# Task instructions:
Please reproduce every one of the records below word for word, leaving out the pictures.

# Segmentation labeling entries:
>> start

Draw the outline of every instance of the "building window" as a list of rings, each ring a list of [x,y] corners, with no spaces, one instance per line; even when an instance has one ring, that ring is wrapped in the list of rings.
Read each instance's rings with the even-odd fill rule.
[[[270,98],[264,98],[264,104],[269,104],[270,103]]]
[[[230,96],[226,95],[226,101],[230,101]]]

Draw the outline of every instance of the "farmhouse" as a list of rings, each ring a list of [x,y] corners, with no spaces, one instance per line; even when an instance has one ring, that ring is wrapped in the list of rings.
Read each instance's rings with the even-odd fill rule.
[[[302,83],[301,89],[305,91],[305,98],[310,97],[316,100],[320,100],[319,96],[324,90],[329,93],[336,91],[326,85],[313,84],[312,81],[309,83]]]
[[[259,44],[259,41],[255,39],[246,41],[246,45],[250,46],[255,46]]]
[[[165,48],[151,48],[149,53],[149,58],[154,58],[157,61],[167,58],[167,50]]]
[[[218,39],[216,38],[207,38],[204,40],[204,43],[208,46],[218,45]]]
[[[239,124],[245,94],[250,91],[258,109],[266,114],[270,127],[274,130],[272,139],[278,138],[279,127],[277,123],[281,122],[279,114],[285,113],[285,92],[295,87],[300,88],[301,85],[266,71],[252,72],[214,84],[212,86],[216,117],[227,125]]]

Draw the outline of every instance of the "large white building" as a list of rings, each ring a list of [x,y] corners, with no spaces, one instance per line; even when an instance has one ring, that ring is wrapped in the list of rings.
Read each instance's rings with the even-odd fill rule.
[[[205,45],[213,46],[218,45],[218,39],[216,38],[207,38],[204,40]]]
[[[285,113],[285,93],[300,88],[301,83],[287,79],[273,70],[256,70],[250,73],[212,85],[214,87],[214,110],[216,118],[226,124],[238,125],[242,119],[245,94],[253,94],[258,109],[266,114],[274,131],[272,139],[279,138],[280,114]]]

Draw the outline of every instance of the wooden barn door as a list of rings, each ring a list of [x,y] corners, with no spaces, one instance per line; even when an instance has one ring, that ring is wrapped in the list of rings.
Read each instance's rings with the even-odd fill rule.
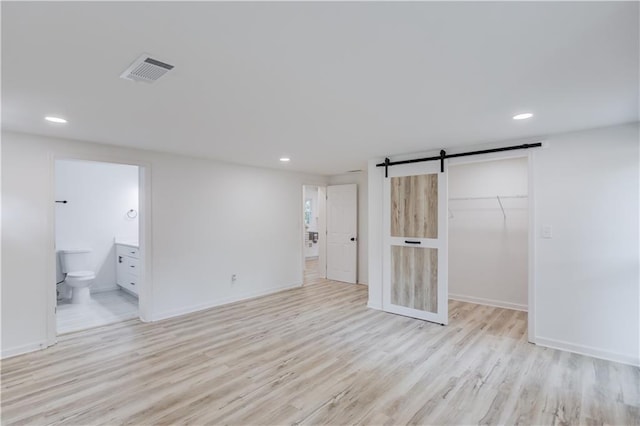
[[[383,196],[383,310],[447,324],[446,169],[393,166]]]

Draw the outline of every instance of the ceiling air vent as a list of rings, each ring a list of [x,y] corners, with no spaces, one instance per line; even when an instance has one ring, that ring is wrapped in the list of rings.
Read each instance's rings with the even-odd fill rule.
[[[153,83],[172,69],[173,65],[166,64],[157,59],[153,59],[147,54],[143,54],[120,75],[120,78]]]

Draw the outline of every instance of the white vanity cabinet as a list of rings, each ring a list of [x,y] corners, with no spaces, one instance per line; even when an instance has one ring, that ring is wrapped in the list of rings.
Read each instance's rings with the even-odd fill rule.
[[[116,283],[138,295],[140,250],[129,244],[116,244]]]

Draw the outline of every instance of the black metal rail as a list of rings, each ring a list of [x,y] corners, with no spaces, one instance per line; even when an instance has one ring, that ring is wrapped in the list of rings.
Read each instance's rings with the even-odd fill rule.
[[[525,143],[522,145],[504,146],[502,148],[491,148],[491,149],[481,149],[479,151],[459,152],[457,154],[447,154],[446,151],[443,149],[440,151],[440,155],[434,156],[434,157],[413,158],[411,160],[400,160],[400,161],[391,161],[388,158],[385,158],[384,163],[376,164],[376,167],[384,167],[384,177],[389,177],[389,167],[391,166],[397,166],[399,164],[422,163],[425,161],[439,160],[440,172],[444,172],[444,160],[446,160],[447,158],[467,157],[469,155],[491,154],[493,152],[514,151],[516,149],[539,148],[541,146],[542,146],[541,142]]]

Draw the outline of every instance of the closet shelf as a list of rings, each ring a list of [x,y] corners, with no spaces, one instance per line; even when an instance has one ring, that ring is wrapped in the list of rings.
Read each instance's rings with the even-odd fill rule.
[[[528,198],[526,195],[495,195],[490,197],[451,197],[449,201],[472,201],[472,200],[496,200],[500,205],[500,210],[502,210],[502,216],[504,219],[507,219],[507,213],[504,211],[504,205],[502,204],[502,200],[505,199],[513,199],[513,198]],[[449,219],[453,219],[453,212],[449,209]]]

>> end

# Task response:
Draw the outline of every instance of the "building window" as a list of rings, each ring a list of [x,y] corners, with no spaces, one instance per line; even when an instance has one ring, that ring is wrapped in the list of rings.
Read each instance's rings with the even-odd fill rule.
[[[270,98],[264,98],[264,104],[269,104],[270,103]]]
[[[230,96],[226,95],[226,101],[230,101]]]

Draw the outline of every instance of the "farmhouse" as a list of rings, each ring a list of [x,y] corners, with no spaces, one instance per line; even when an instance has one ring, that ring is wrapped in the list of rings.
Read each instance's rings with the even-odd fill rule.
[[[302,83],[301,89],[305,91],[305,98],[310,97],[316,100],[320,100],[319,96],[324,90],[329,93],[336,91],[326,85],[313,84],[312,81],[309,83]]]
[[[259,44],[259,41],[255,39],[246,41],[246,45],[250,46],[255,46]]]
[[[165,48],[151,48],[149,53],[149,58],[154,58],[157,61],[167,58],[167,50]]]
[[[218,39],[216,38],[207,38],[204,40],[204,43],[208,46],[218,45]]]
[[[239,124],[245,94],[250,91],[258,109],[266,114],[270,127],[274,130],[272,139],[278,138],[279,127],[277,123],[281,122],[279,114],[285,113],[285,92],[295,87],[300,88],[301,85],[266,71],[252,72],[214,84],[212,86],[216,117],[227,125]]]

Draw the outline of every instance of the "large white building" as a list of rings, each ring a list of [x,y] corners, with no spaces, one instance per line; even when an instance has one ring, that ring is wrapped in the list of rings.
Read each instance's rings with the even-odd fill rule.
[[[205,45],[213,46],[218,45],[218,39],[216,38],[207,38],[204,40]]]
[[[285,113],[285,93],[300,88],[301,83],[287,79],[273,70],[256,70],[250,73],[212,85],[214,87],[214,110],[216,118],[226,124],[238,125],[242,119],[245,94],[253,94],[258,109],[266,114],[274,131],[272,139],[279,138],[280,114]]]

Draw the outline of every instance of the wooden barn door as a list of rings, each ring a list of [x,y] corners, with no spaces, one instance per line; even when an instance has one ring, that ring is wrapped in the list of rings.
Read each instance's rings with the even-odd fill rule.
[[[383,196],[383,310],[447,324],[446,169],[393,166]]]

Draw the outline of every instance of the ceiling air vent as a list of rings, each ring a list of [x,y] corners, with no spaces, one instance per line; even when an instance has one ring, that ring is wrapped in the list of rings.
Read each instance's rings with the even-odd fill rule.
[[[153,83],[172,69],[173,65],[166,64],[157,59],[153,59],[147,54],[143,54],[120,75],[120,78]]]

Draw the outline of every instance of the white vanity cabinet as a list of rings, each ring a list of [x,y] corners, with no spaces, one instance per line; even when an instance has one ring, that ring is wrapped in the list of rings.
Read each instance's rings with the even-odd fill rule.
[[[116,283],[138,295],[140,250],[129,244],[116,244]]]

Draw the outline of every instance of the black metal rail as a list of rings, each ring a list of [x,y] corners, with no spaces, one instance per line; even when an instance has one ring, that ring is wrapped in the list of rings.
Read each instance's rings with the even-odd fill rule.
[[[525,143],[522,145],[504,146],[502,148],[491,148],[491,149],[481,149],[479,151],[459,152],[457,154],[447,154],[446,151],[443,149],[440,151],[440,155],[434,156],[434,157],[413,158],[411,160],[400,160],[400,161],[391,161],[388,158],[385,158],[384,163],[376,164],[376,167],[384,167],[384,177],[389,177],[389,167],[391,166],[397,166],[399,164],[422,163],[425,161],[439,160],[440,172],[444,172],[444,160],[446,160],[447,158],[467,157],[469,155],[491,154],[493,152],[514,151],[516,149],[539,148],[541,146],[542,146],[541,142]]]

Draw the outline of every instance of the closet shelf as a list of rings, each ring a list of [x,y] corners, with no spaces, one instance per line; even when an instance has one ring, that ring is wrapped in the list of rings.
Read each instance's rings with the even-odd fill rule.
[[[528,198],[526,195],[495,195],[490,197],[451,197],[449,201],[472,201],[472,200],[496,200],[500,205],[500,210],[502,210],[502,216],[504,219],[507,219],[507,213],[504,211],[504,205],[502,204],[502,200],[505,199],[513,199],[513,198]],[[449,219],[453,219],[453,212],[449,209]]]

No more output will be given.